* Work task: Give back every record exactly.

* Extracted material:

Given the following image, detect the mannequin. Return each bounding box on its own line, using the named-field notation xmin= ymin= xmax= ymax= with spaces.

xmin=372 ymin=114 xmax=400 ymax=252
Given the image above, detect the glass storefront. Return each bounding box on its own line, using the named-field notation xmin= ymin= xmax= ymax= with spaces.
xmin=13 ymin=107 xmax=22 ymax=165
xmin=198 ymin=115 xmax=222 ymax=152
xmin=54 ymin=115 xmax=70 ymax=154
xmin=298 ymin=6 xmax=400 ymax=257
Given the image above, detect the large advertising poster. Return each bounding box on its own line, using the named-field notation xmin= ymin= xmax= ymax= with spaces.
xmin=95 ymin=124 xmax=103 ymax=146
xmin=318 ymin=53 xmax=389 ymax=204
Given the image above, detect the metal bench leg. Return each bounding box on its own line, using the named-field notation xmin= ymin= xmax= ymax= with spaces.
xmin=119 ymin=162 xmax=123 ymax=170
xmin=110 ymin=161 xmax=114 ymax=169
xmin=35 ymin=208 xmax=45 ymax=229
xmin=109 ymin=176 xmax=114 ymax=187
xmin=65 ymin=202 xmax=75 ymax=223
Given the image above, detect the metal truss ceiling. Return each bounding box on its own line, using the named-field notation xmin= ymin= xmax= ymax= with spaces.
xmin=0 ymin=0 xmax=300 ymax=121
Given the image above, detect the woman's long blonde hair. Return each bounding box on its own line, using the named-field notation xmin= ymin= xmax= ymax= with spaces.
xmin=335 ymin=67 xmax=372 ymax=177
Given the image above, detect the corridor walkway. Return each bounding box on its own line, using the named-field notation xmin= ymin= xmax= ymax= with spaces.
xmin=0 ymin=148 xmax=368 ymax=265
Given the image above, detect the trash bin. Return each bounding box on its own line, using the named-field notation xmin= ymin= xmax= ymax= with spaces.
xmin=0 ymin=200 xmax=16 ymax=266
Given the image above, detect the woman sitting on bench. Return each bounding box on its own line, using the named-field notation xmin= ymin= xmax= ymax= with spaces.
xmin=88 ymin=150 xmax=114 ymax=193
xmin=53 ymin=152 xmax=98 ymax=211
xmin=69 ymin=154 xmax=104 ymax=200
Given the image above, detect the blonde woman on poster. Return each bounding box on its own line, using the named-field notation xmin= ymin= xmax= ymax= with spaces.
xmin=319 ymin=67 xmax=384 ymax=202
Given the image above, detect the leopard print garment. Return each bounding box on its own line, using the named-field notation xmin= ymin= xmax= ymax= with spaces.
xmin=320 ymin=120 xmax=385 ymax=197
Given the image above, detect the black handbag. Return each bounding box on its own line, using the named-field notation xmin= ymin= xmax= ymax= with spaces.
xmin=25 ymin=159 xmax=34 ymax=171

* Solution for this exercise:
Given the following image, detect the mannequin. Return each bounding box on its own line, using the named-field notation xmin= ymin= xmax= ymax= with spaces.

xmin=372 ymin=114 xmax=400 ymax=252
Given the image above, detect the glass storefront. Return each bounding box on its own line, using the named-field notation xmin= ymin= xmax= ymax= with spaces.
xmin=13 ymin=107 xmax=22 ymax=165
xmin=198 ymin=115 xmax=222 ymax=152
xmin=54 ymin=115 xmax=70 ymax=154
xmin=298 ymin=6 xmax=400 ymax=257
Given the image above, detect the large advertising poster. Return each bounding box on its own line, using the named-field notation xmin= ymin= xmax= ymax= with spaces.
xmin=95 ymin=124 xmax=103 ymax=146
xmin=318 ymin=53 xmax=389 ymax=204
Given the image above, detect the metal bench leg. Return each bounding box on its own line, using the named-field notation xmin= ymin= xmax= ymax= with spaces.
xmin=119 ymin=162 xmax=123 ymax=170
xmin=110 ymin=161 xmax=114 ymax=169
xmin=35 ymin=208 xmax=45 ymax=229
xmin=109 ymin=176 xmax=114 ymax=187
xmin=65 ymin=202 xmax=75 ymax=223
Given the image above, detect the metal truss ceiling. Return each bounding box on its own line, using the named-field notation xmin= ymin= xmax= ymax= with spaces.
xmin=0 ymin=0 xmax=300 ymax=121
Given the image above, detect the woman's long blonde hair. Return each bounding box on its own line, using the named-field notation xmin= ymin= xmax= ymax= with spaces.
xmin=335 ymin=67 xmax=372 ymax=177
Given the image above, detect the corridor walkway. Return each bounding box on its own line, using the named-field notation xmin= ymin= xmax= ymax= with spaces.
xmin=0 ymin=148 xmax=368 ymax=265
Given the image above, detect the trash bin. Return each bounding box on its own line, using the named-field notation xmin= ymin= xmax= ymax= with spaces.
xmin=0 ymin=200 xmax=16 ymax=266
Given the image above, detect the woman sitting on bench. Return each bounding box on its own line, using the named-field notation xmin= ymin= xmax= ymax= with spaces.
xmin=88 ymin=150 xmax=114 ymax=193
xmin=53 ymin=152 xmax=98 ymax=211
xmin=69 ymin=154 xmax=104 ymax=200
Given the image above, detect the blonde woman on poster. Return each bounding box on its own line, using the named-field notation xmin= ymin= xmax= ymax= with spaces.
xmin=319 ymin=67 xmax=384 ymax=202
Given the image above, detect the leopard print garment. Return each bounding box on its own line, using the named-field notation xmin= ymin= xmax= ymax= with spaces.
xmin=320 ymin=120 xmax=385 ymax=197
Given the image above, detect the black handbag. Return each bounding box on its own line, using the named-field notation xmin= ymin= xmax= ymax= with spaces.
xmin=25 ymin=159 xmax=34 ymax=171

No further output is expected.